Task directions. Could you reproduce only the entries from the line with "Put a pin on every instance of the white candle" up to and including the line with "x=161 y=643", requests and all, with every x and y coordinate in the answers multiplied by 2.25 and rounded to a whole number, halves rounding up?

(Data items)
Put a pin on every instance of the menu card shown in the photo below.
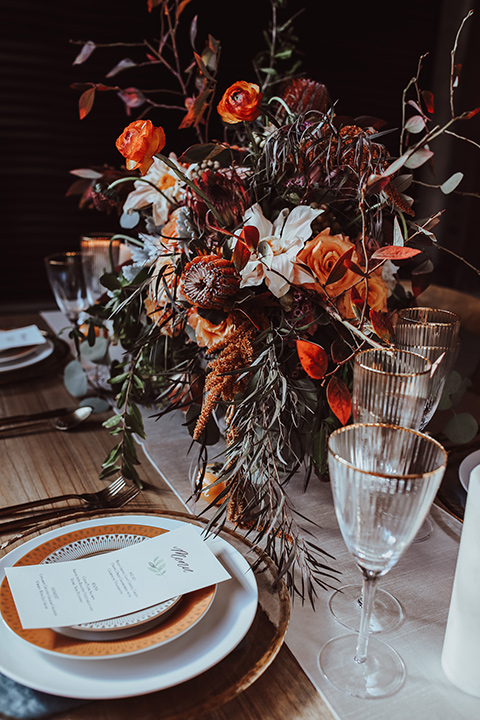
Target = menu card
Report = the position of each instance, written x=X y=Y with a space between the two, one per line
x=115 y=583
x=21 y=337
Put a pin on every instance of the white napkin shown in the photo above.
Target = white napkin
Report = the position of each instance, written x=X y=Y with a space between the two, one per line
x=461 y=649
x=21 y=337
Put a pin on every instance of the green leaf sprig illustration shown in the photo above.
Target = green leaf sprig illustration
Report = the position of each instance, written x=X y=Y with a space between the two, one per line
x=157 y=566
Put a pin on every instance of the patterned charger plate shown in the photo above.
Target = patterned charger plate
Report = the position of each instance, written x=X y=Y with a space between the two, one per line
x=83 y=642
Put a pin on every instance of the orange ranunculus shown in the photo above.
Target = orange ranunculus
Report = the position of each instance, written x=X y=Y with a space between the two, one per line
x=320 y=254
x=138 y=144
x=377 y=295
x=242 y=101
x=207 y=334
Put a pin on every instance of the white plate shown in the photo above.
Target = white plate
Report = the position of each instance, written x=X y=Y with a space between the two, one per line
x=466 y=467
x=209 y=641
x=82 y=644
x=7 y=356
x=40 y=353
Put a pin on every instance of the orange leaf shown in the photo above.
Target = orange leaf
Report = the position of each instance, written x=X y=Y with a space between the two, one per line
x=85 y=102
x=340 y=267
x=241 y=255
x=313 y=359
x=339 y=399
x=395 y=252
x=382 y=325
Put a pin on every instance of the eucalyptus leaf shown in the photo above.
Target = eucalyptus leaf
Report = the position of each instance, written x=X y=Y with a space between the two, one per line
x=75 y=379
x=98 y=404
x=95 y=353
x=461 y=428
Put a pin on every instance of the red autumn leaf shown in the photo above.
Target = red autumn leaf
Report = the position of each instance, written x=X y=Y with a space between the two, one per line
x=85 y=102
x=339 y=399
x=355 y=297
x=340 y=268
x=472 y=113
x=377 y=183
x=382 y=325
x=313 y=359
x=394 y=252
x=340 y=350
x=428 y=100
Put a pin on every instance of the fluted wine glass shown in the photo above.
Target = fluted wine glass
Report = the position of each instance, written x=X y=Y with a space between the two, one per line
x=381 y=499
x=433 y=333
x=389 y=386
x=66 y=277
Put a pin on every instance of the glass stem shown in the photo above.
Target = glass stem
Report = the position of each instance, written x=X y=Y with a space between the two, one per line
x=369 y=589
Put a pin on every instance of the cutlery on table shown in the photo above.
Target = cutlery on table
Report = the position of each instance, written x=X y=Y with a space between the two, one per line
x=64 y=418
x=117 y=494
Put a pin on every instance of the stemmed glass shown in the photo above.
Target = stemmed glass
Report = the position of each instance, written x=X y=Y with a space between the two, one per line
x=381 y=499
x=389 y=386
x=100 y=253
x=67 y=280
x=433 y=333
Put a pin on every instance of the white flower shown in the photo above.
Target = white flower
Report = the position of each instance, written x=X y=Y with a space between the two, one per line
x=163 y=178
x=279 y=244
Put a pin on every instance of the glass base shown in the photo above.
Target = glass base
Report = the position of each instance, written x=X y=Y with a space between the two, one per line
x=382 y=674
x=425 y=531
x=346 y=604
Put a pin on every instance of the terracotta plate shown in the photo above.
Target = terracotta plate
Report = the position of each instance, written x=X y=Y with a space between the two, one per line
x=189 y=610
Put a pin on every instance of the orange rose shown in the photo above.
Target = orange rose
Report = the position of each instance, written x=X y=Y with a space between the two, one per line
x=242 y=101
x=138 y=144
x=377 y=295
x=207 y=334
x=320 y=254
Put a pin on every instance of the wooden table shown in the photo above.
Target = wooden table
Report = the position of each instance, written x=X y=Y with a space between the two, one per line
x=47 y=462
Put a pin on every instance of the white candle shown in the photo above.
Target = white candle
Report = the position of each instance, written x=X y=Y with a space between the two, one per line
x=461 y=648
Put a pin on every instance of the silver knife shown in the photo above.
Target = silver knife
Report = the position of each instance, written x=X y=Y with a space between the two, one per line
x=15 y=419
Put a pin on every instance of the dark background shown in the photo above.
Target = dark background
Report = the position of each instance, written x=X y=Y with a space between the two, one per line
x=364 y=53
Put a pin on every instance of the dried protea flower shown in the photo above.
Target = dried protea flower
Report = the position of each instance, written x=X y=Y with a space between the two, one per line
x=210 y=281
x=225 y=192
x=302 y=95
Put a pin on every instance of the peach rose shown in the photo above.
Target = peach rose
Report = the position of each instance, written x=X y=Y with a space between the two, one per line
x=320 y=254
x=138 y=144
x=377 y=296
x=241 y=101
x=207 y=334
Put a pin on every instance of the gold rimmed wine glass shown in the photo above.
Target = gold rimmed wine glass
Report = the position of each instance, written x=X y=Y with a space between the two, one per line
x=66 y=277
x=389 y=386
x=381 y=499
x=433 y=333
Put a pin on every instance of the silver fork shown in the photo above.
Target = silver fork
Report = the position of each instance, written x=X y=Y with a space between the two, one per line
x=116 y=495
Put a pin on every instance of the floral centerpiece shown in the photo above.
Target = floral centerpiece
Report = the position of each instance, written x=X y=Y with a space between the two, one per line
x=260 y=265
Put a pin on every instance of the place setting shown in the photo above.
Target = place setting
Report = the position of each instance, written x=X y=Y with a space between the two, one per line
x=161 y=643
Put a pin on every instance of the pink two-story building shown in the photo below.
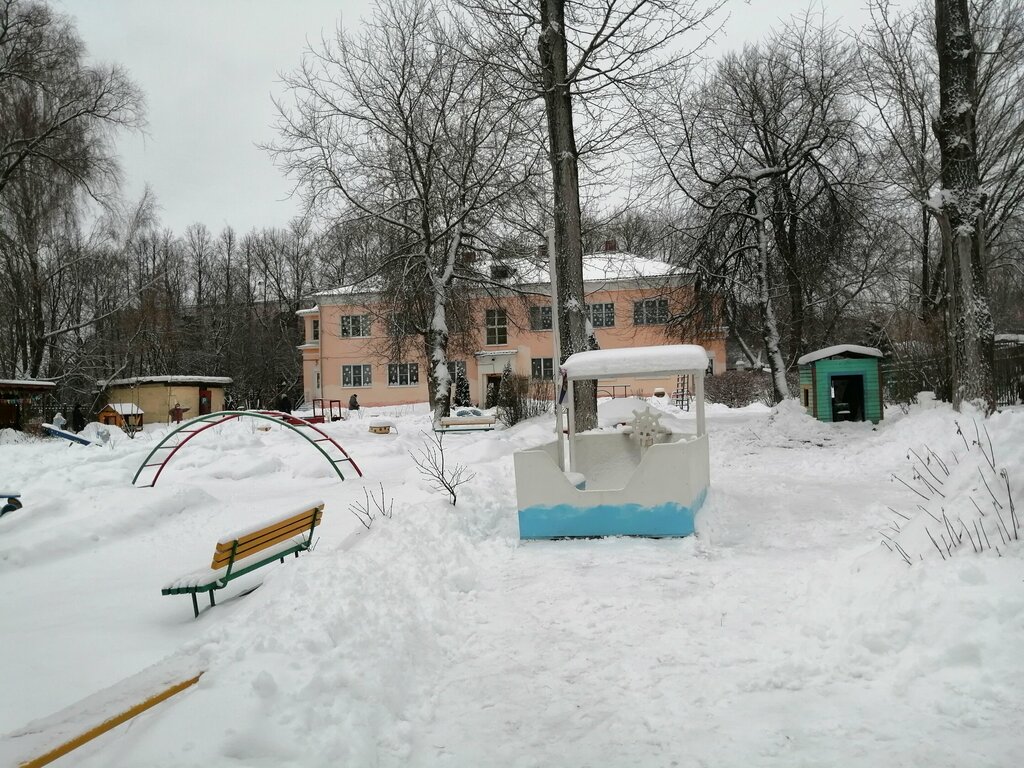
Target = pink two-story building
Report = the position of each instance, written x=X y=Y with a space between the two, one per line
x=630 y=300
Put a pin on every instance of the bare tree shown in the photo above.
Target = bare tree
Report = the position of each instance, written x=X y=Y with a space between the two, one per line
x=961 y=209
x=585 y=58
x=756 y=147
x=56 y=116
x=399 y=126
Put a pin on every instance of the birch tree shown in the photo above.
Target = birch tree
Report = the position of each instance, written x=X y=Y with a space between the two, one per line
x=57 y=115
x=961 y=208
x=398 y=125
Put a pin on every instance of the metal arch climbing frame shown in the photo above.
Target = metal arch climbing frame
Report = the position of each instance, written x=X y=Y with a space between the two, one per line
x=200 y=424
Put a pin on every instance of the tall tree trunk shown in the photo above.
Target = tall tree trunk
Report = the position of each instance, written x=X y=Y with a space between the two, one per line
x=769 y=323
x=566 y=215
x=971 y=334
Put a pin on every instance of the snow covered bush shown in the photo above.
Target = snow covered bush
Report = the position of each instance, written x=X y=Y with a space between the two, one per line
x=513 y=393
x=966 y=501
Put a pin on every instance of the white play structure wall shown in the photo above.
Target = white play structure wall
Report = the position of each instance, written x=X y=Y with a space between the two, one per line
x=671 y=471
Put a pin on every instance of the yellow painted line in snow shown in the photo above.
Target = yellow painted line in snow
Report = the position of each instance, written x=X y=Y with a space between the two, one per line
x=110 y=724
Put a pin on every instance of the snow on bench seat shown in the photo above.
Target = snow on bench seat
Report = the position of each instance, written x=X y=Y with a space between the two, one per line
x=206 y=577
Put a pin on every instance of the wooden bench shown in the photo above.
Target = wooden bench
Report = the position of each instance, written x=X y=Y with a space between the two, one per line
x=251 y=548
x=13 y=502
x=465 y=424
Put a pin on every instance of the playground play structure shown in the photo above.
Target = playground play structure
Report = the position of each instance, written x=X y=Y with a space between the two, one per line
x=178 y=437
x=638 y=479
x=70 y=436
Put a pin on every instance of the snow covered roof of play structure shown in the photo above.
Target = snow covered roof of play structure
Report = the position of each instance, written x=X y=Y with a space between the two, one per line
x=820 y=354
x=655 y=360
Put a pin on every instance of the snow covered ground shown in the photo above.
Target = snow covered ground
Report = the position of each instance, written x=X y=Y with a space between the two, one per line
x=783 y=634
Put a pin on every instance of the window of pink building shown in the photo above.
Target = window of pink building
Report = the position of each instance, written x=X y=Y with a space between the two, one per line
x=354 y=326
x=497 y=322
x=402 y=374
x=356 y=376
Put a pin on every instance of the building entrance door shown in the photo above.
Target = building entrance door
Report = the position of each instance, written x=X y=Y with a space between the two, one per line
x=494 y=384
x=204 y=401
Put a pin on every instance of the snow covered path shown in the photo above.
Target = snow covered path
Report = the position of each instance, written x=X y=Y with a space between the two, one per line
x=781 y=635
x=756 y=644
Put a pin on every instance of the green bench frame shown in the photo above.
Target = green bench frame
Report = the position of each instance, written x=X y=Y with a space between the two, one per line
x=246 y=548
x=466 y=424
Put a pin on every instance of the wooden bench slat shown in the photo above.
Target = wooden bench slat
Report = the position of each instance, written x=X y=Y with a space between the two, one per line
x=305 y=514
x=455 y=421
x=266 y=538
x=205 y=580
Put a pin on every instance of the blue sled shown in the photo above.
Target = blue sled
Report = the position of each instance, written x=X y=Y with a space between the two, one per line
x=51 y=430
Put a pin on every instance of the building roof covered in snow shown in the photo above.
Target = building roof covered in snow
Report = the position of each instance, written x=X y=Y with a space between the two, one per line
x=601 y=267
x=169 y=381
x=653 y=360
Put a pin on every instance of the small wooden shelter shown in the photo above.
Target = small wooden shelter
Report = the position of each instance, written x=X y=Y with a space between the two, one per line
x=842 y=383
x=127 y=416
x=22 y=402
x=157 y=395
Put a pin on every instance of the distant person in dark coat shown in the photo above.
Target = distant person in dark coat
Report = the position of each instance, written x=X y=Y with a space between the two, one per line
x=77 y=419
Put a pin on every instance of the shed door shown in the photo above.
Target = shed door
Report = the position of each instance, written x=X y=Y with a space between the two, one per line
x=204 y=401
x=848 y=397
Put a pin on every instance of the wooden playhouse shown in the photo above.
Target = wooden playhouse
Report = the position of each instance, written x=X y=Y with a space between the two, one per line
x=842 y=383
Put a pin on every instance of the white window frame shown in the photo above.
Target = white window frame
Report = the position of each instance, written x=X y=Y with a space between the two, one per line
x=547 y=367
x=604 y=310
x=357 y=326
x=499 y=329
x=650 y=311
x=540 y=317
x=403 y=374
x=366 y=375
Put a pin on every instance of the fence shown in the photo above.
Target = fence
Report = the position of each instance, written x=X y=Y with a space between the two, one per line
x=904 y=378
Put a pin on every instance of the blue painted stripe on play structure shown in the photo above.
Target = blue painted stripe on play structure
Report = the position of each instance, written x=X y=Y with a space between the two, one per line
x=564 y=520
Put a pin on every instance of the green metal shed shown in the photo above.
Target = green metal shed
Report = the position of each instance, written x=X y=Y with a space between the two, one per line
x=842 y=383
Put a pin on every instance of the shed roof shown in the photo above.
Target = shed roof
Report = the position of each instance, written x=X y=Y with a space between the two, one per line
x=125 y=409
x=652 y=360
x=853 y=350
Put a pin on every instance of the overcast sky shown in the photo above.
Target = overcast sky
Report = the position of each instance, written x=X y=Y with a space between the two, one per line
x=209 y=69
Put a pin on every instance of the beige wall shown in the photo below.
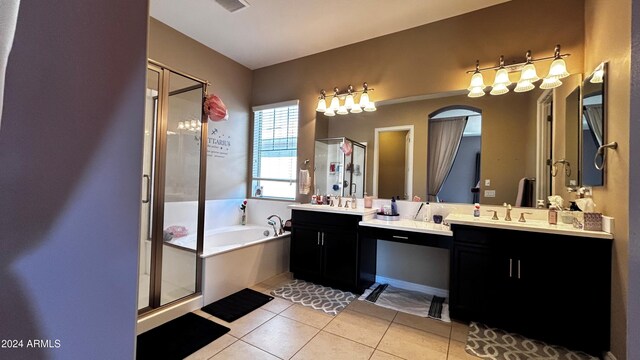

Exercise output.
Put a pin on every instance of the white candle shown in the photo above.
Target = white candle
Report = the position of each instance, written x=X y=Y with a space between the two, one per line
x=1037 y=1458
Put a pin on every instance of the silver knife shown in the photo above.
Target = silver knife
Report = the position of each instance, written x=X y=Y with a space between the two, one per line
x=34 y=943
Put a pin on every instance of the dark background shown in the photo above.
Target = dark background
Report = the position of each instance, written x=X y=Y with a space between the two, one per line
x=819 y=119
Put a pin on every instance of the dried protea flower shown in the photo above.
Target = dried protea flower
Report = the position of each instance, written x=X y=Y with a space between the two, one per line
x=473 y=632
x=506 y=432
x=680 y=214
Put a pin on every instance of the peach rose shown in the photo above.
Target = peach rose
Report = the position of each instance, written x=X y=Y with a space between the two, one per line
x=720 y=572
x=311 y=324
x=848 y=666
x=542 y=227
x=466 y=752
Put a pin on every instance of the gold rimmed wine glass shown in the photo above.
Target = gold rimmed wine glass
Report = the position of each instance, written x=X y=Y with a space between the two, one per line
x=149 y=623
x=875 y=869
x=857 y=1123
x=974 y=749
Put a pin on every instance of the silver fork shown in the photo above.
Target = silver fork
Report = the position of each instance, written x=X y=Y with a space between the two, one per line
x=261 y=1114
Put a pin on every instance of the floral centerpiece shown in the photo above.
Target = floral centerpiece
Report = the position of each instance, written x=X y=Y with a space between the two, one per line
x=585 y=596
Put a pin on every instance of the place setting shown in the photo above.
Target = place setting
Report = the position of each instance, written x=X y=Y with a space between the two, one per line
x=362 y=1447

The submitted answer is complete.